═════ Text shown
The fund is up about 6 percent year-to-date, and roughly 4.5 percent annualized during its three-year run.

Likewise, the diversity of infrastructure is shown in the ProShares DJ Brookfield Global Infrastructure ETF (TOLZ), where the category of oil and gas and transportation dominates the portfolio holdings at nearly 33 percent, followed by electricity transmission and distribution (17 percent), master limited partnerships (15 percent) and communications (11 percent). The sub-sectors of toll roads, water, airports and ports all are in the single-digit range. U.S.-listed companies comprise more than 49 percent of the fund’s weighting.

TOLZ has garnered $31 million assets and sports an expense ratio of 0.46 percent. It’s up more than 10 percent year-to-date, and has returned 3 percent on an annualized basis since inception in March 2014. It also offers a yield north of 3 percent.

Most of these infrastructure ETFs have underperformed the broader market during their respective existence, though their outperformance so far this year perhaps can be attributed to reaping the early benefits of the Fixing America's Surface Transportation Act, otherwise known as the FAST Act, a $305 billion, five-year spending law signed by President Obama in December 2015 that aims to tackle a host of infrastructure needs across various sectors in the U.S.

The category's top-performing ETF in 2016 has been the Guggenheim S&P High Income Infrastructure ETF (GHII), which tracks the S&P High Income Infrastructure Index containing the 50 highest-yielding global equity securities in various infrastructure-related industries. The fund has lived up to its name with an SEC yield of 6.4 percent, and is up 21 percent year-to-date. This ETF, which launched in February 2015, charges an expense ratio of 0.45 percent and has only $6 million in assets. The fund’s U.S. weighting is 27 percent.

The bottom line is that between the much-discussed need to repair crumbling infrastructure in the U.S. (and elsewhere in the developed world) and the expanding infrastructure needs of the global economy as a whole, including in the U.S., infrastructure spending likely will be a long-term growth industry. Patient investors with long-term horizons will likely reap the benefits, but just don’t expect boffo returns in the aftermath of Tuesday’s U.S. presidential election—no matter who wins.
══════════
═════ Study material
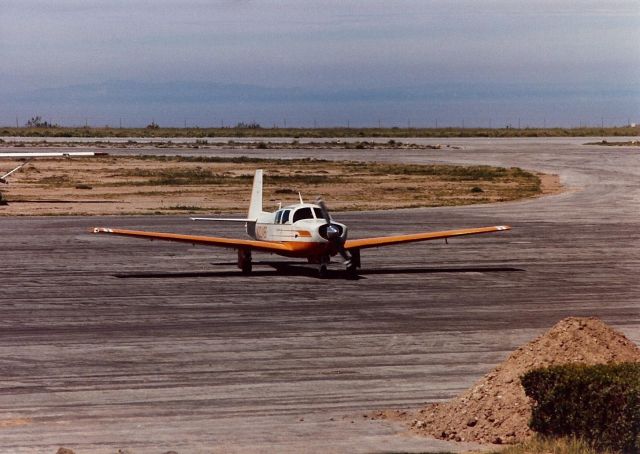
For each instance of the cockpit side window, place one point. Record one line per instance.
(302, 213)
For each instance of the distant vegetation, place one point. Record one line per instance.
(43, 129)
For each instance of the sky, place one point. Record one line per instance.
(323, 63)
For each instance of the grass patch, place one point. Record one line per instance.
(542, 445)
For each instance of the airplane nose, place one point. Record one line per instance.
(333, 232)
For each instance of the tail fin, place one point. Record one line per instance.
(255, 206)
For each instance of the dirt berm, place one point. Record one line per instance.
(496, 409)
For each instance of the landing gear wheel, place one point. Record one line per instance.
(247, 267)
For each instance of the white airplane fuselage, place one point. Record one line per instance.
(302, 224)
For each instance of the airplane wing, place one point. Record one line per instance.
(399, 239)
(50, 154)
(231, 243)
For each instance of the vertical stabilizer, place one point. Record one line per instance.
(255, 206)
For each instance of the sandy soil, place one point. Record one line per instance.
(111, 185)
(496, 409)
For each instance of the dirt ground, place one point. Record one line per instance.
(110, 185)
(496, 409)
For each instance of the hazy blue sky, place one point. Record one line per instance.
(330, 61)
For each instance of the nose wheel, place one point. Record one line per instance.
(244, 261)
(323, 268)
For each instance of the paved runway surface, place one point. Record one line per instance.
(111, 343)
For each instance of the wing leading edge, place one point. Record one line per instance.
(231, 243)
(400, 239)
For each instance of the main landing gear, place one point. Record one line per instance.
(244, 261)
(352, 264)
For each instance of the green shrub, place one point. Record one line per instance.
(600, 403)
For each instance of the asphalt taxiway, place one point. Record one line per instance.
(111, 343)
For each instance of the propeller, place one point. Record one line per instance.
(333, 232)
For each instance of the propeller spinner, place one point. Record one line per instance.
(333, 232)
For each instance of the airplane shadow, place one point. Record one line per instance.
(306, 270)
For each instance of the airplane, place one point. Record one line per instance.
(303, 230)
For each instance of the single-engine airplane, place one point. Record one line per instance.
(302, 230)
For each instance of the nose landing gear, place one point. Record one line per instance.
(244, 261)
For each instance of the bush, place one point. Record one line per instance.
(600, 404)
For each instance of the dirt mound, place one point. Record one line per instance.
(496, 409)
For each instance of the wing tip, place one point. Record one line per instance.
(101, 230)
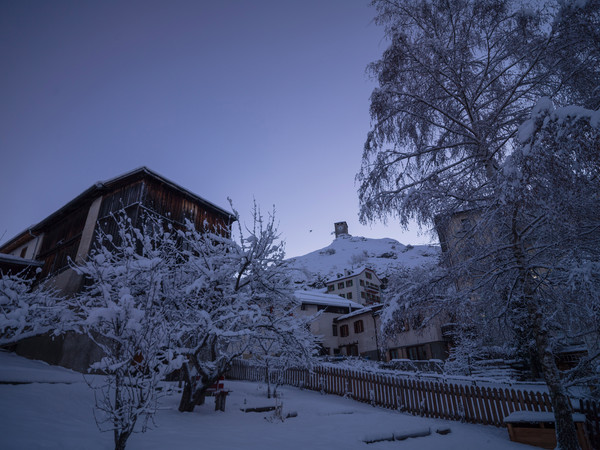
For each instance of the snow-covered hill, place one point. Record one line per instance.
(351, 252)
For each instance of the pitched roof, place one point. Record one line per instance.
(318, 298)
(103, 187)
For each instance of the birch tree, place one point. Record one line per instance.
(456, 83)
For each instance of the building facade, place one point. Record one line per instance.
(70, 233)
(362, 286)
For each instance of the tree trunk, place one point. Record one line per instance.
(121, 440)
(186, 404)
(566, 435)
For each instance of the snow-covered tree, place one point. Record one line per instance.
(236, 291)
(283, 341)
(122, 310)
(456, 83)
(28, 309)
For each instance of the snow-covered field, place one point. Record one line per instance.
(54, 411)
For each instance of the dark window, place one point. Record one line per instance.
(359, 326)
(416, 321)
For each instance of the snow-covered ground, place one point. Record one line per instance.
(351, 252)
(54, 411)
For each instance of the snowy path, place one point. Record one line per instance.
(59, 416)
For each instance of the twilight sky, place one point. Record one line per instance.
(264, 99)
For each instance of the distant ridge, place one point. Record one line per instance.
(348, 252)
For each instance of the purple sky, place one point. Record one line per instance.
(264, 99)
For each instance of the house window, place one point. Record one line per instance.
(359, 326)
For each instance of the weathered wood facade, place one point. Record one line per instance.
(70, 233)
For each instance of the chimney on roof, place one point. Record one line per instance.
(341, 228)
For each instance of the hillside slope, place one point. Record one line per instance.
(351, 252)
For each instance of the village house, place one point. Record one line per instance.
(70, 233)
(325, 308)
(360, 285)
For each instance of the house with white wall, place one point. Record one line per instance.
(360, 285)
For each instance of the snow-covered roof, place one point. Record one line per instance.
(355, 253)
(18, 260)
(318, 298)
(100, 188)
(350, 274)
(365, 309)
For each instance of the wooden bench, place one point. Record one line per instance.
(539, 429)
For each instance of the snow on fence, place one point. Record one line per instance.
(471, 404)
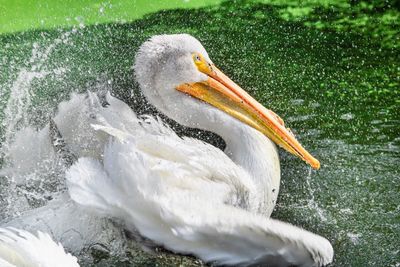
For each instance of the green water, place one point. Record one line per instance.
(331, 71)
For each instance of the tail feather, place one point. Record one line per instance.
(23, 249)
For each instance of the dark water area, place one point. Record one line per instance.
(333, 78)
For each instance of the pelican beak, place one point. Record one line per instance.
(221, 92)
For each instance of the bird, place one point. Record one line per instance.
(20, 248)
(179, 192)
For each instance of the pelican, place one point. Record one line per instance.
(181, 193)
(19, 248)
(184, 194)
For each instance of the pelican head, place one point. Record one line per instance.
(177, 76)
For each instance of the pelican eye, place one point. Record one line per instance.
(201, 63)
(196, 57)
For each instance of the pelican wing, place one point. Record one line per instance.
(23, 249)
(180, 194)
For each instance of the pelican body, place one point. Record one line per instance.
(182, 193)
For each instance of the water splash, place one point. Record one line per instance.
(311, 200)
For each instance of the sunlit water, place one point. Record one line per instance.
(338, 92)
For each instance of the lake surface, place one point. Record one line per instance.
(333, 78)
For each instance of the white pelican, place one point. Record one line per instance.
(19, 248)
(184, 194)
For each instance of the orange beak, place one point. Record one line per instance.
(221, 92)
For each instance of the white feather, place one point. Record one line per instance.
(180, 203)
(20, 248)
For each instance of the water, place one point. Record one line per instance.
(338, 89)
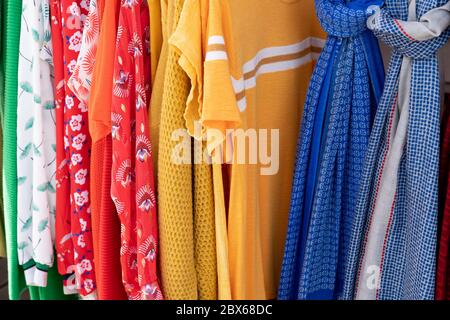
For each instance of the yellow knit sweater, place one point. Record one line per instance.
(185, 195)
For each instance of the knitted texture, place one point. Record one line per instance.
(176, 225)
(398, 241)
(204, 230)
(12, 34)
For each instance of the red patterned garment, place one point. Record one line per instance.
(132, 170)
(443, 265)
(73, 221)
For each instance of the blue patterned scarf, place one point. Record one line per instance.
(343, 94)
(393, 242)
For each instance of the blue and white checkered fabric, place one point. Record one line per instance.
(408, 270)
(342, 97)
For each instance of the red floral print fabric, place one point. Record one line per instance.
(73, 222)
(132, 187)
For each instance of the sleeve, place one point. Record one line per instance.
(202, 38)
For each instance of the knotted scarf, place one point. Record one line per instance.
(342, 97)
(393, 243)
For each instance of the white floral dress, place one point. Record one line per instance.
(36, 135)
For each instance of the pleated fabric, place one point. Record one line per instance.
(11, 32)
(443, 263)
(176, 223)
(342, 97)
(107, 234)
(392, 251)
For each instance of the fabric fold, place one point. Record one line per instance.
(341, 100)
(393, 243)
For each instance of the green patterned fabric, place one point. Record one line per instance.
(2, 226)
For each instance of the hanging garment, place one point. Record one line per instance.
(190, 182)
(2, 86)
(80, 84)
(443, 263)
(132, 188)
(393, 243)
(12, 10)
(73, 221)
(342, 97)
(257, 74)
(178, 274)
(154, 7)
(36, 137)
(105, 222)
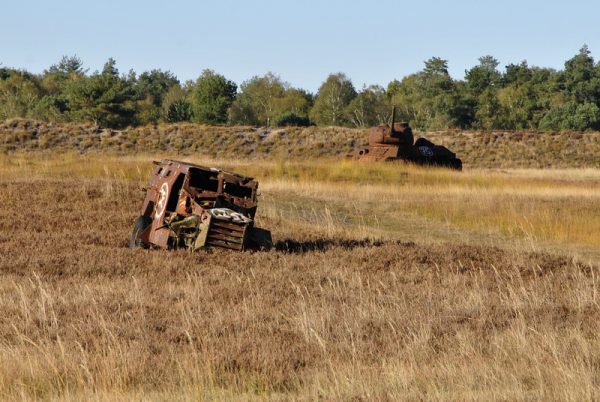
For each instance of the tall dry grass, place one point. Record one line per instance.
(365, 296)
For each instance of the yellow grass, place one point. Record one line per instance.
(387, 282)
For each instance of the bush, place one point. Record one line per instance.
(291, 119)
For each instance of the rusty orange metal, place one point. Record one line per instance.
(191, 206)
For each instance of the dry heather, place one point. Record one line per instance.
(331, 313)
(477, 149)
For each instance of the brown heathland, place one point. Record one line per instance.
(387, 302)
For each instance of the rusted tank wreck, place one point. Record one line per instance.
(396, 142)
(193, 207)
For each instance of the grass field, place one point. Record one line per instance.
(387, 282)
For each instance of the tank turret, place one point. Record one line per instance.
(395, 141)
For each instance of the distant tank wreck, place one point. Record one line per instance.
(396, 142)
(194, 207)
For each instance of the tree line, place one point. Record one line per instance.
(519, 97)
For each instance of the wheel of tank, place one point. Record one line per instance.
(140, 224)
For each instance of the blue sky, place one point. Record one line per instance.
(302, 41)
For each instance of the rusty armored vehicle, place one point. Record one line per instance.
(193, 207)
(396, 142)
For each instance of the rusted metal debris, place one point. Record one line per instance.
(193, 207)
(396, 142)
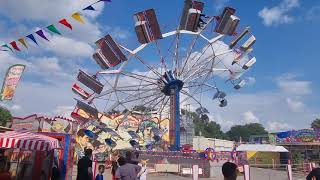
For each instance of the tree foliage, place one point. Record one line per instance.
(245, 131)
(5, 116)
(202, 123)
(316, 123)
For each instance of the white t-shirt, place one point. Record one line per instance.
(143, 172)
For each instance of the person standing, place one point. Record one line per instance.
(142, 175)
(100, 174)
(314, 174)
(114, 168)
(229, 171)
(85, 166)
(127, 171)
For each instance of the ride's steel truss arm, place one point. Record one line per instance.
(193, 43)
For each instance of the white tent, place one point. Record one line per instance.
(261, 148)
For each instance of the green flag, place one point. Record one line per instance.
(52, 28)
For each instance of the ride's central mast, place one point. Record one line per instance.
(171, 86)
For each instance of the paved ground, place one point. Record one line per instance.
(256, 174)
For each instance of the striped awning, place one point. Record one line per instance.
(28, 141)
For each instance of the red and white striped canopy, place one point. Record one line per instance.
(28, 141)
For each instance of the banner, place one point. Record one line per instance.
(52, 28)
(11, 81)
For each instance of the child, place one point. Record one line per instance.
(100, 174)
(114, 167)
(142, 175)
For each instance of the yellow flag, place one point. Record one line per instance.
(77, 17)
(23, 42)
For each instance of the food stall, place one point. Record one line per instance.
(27, 155)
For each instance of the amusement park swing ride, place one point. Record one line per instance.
(181, 75)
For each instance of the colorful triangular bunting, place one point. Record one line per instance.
(30, 36)
(89, 8)
(41, 34)
(52, 28)
(66, 23)
(15, 46)
(77, 17)
(6, 46)
(23, 42)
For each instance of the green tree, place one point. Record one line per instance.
(5, 116)
(316, 123)
(203, 124)
(245, 131)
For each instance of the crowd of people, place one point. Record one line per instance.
(122, 168)
(130, 168)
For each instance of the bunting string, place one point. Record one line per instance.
(17, 45)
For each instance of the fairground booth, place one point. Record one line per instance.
(59, 128)
(26, 155)
(261, 154)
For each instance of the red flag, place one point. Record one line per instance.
(14, 45)
(66, 23)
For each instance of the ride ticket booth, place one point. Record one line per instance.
(26, 155)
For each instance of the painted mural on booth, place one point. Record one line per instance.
(121, 131)
(296, 136)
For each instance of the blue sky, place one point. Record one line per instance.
(283, 93)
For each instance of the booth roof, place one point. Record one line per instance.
(261, 148)
(28, 141)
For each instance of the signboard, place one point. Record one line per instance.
(29, 123)
(57, 125)
(11, 81)
(297, 136)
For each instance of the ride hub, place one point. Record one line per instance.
(168, 83)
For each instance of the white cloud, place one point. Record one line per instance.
(250, 81)
(290, 85)
(276, 126)
(219, 4)
(295, 105)
(278, 14)
(67, 47)
(249, 117)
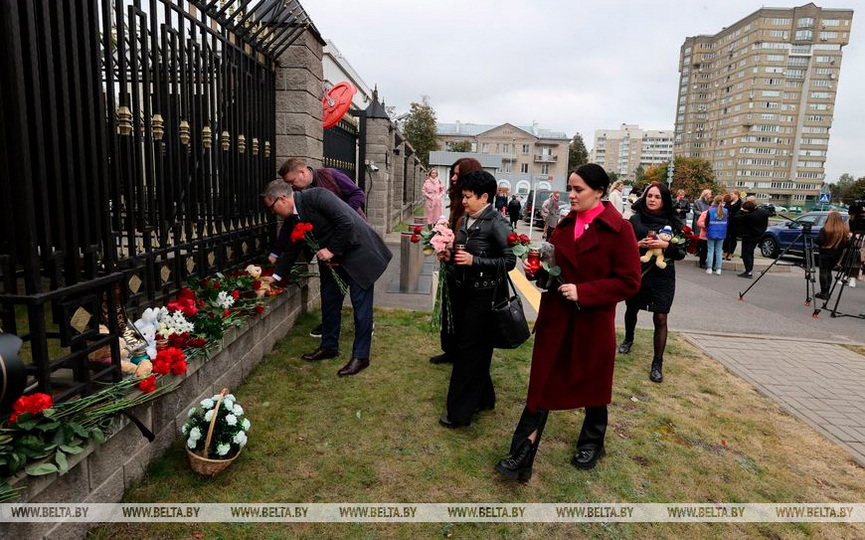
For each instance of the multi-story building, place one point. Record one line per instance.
(530, 156)
(623, 150)
(757, 99)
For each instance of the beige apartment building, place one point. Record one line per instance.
(530, 155)
(624, 150)
(757, 100)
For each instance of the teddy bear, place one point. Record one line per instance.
(665, 234)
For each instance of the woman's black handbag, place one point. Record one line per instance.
(510, 329)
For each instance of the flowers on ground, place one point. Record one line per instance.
(229, 431)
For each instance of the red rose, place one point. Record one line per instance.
(179, 367)
(147, 385)
(300, 230)
(34, 404)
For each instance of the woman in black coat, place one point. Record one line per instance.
(477, 271)
(652, 212)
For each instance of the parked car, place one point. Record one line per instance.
(528, 210)
(788, 234)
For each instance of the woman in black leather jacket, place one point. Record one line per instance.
(478, 271)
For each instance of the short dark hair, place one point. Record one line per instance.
(478, 182)
(594, 176)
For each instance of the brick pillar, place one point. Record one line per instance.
(379, 150)
(299, 132)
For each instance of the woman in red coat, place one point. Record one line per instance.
(575, 332)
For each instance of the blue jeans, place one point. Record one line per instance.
(331, 312)
(713, 259)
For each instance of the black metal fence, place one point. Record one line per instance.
(135, 138)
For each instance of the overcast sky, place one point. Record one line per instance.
(569, 65)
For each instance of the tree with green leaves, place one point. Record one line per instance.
(461, 146)
(420, 129)
(691, 174)
(577, 154)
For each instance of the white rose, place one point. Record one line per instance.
(240, 438)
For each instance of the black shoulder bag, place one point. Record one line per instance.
(510, 328)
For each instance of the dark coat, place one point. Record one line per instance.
(336, 226)
(575, 345)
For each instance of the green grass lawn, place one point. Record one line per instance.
(701, 436)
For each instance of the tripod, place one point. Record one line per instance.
(849, 260)
(808, 265)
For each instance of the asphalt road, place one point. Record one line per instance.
(774, 306)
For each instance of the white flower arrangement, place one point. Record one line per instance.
(229, 432)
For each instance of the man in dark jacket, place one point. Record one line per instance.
(347, 246)
(750, 223)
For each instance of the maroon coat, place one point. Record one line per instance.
(575, 349)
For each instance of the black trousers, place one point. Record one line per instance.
(748, 247)
(471, 386)
(591, 435)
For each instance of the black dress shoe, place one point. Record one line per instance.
(320, 354)
(587, 458)
(443, 358)
(354, 366)
(445, 421)
(519, 466)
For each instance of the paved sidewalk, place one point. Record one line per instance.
(820, 383)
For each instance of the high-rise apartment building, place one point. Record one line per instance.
(757, 100)
(623, 150)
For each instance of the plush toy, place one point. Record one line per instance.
(665, 234)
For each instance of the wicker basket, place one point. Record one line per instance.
(201, 463)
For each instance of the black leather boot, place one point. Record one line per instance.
(518, 466)
(656, 375)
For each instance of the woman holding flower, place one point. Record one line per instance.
(477, 268)
(575, 335)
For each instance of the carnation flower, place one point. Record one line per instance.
(240, 438)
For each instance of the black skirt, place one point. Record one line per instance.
(657, 289)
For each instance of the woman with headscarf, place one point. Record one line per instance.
(652, 212)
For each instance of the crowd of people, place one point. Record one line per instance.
(601, 251)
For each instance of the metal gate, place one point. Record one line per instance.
(135, 138)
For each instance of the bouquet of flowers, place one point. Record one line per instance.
(437, 240)
(230, 427)
(303, 231)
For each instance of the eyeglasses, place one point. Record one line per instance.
(271, 205)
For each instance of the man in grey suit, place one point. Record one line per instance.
(354, 250)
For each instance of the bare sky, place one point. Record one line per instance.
(569, 65)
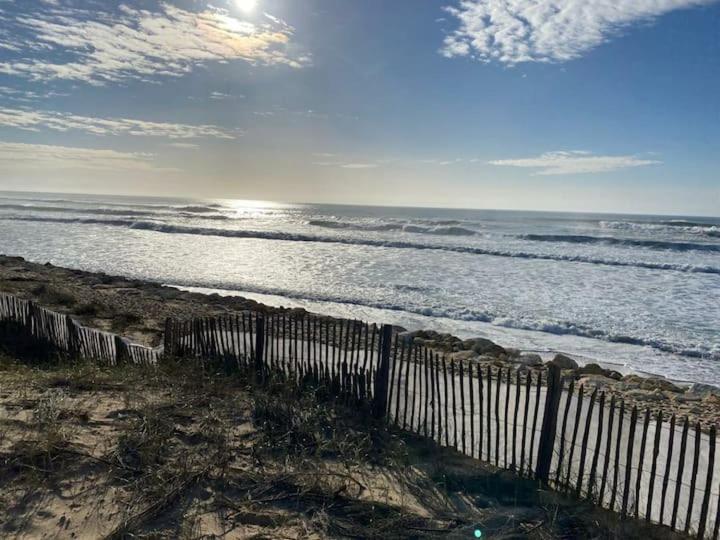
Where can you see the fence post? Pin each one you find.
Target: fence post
(169, 338)
(379, 408)
(73, 341)
(122, 354)
(260, 348)
(547, 432)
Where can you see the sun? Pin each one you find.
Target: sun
(246, 5)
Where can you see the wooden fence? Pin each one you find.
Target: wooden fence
(23, 320)
(583, 442)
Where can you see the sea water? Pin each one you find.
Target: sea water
(639, 292)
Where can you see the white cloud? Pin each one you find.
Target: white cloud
(20, 156)
(344, 165)
(102, 46)
(514, 31)
(576, 162)
(358, 166)
(33, 120)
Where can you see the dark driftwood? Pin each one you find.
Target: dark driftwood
(608, 444)
(592, 481)
(708, 487)
(462, 405)
(653, 470)
(666, 477)
(528, 384)
(506, 419)
(628, 461)
(638, 480)
(452, 378)
(538, 393)
(489, 379)
(437, 394)
(472, 410)
(693, 476)
(561, 455)
(445, 403)
(480, 413)
(616, 469)
(576, 425)
(497, 418)
(515, 421)
(583, 449)
(549, 425)
(681, 468)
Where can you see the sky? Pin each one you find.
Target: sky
(575, 105)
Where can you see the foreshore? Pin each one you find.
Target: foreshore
(137, 309)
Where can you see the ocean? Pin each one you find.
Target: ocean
(638, 292)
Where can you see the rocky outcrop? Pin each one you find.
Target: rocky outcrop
(564, 362)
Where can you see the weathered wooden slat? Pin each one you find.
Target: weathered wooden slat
(454, 402)
(433, 373)
(528, 385)
(681, 468)
(653, 469)
(506, 420)
(668, 462)
(426, 393)
(413, 427)
(616, 469)
(480, 411)
(693, 476)
(641, 462)
(406, 399)
(561, 454)
(516, 420)
(708, 487)
(472, 409)
(497, 417)
(538, 393)
(596, 454)
(438, 398)
(462, 410)
(583, 449)
(608, 446)
(628, 461)
(576, 425)
(445, 402)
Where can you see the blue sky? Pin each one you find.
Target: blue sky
══════════
Reproduce the passage from the infrastructure ETF article that begins at the words "The category's top-performing" and stops after "is 27 percent.". Work only from the infrastructure ETF article; the records play no part.

Task output:
The category's top-performing ETF in 2016 has been the Guggenheim S&P High Income Infrastructure ETF (GHII), which tracks the S&P High Income Infrastructure Index containing the 50 highest-yielding global equity securities in various infrastructure-related industries. The fund has lived up to its name with an SEC yield of 6.4 percent, and is up 21 percent year-to-date. This ETF, which launched in February 2015, charges an expense ratio of 0.45 percent and has only $6 million in assets. The fund’s U.S. weighting is 27 percent.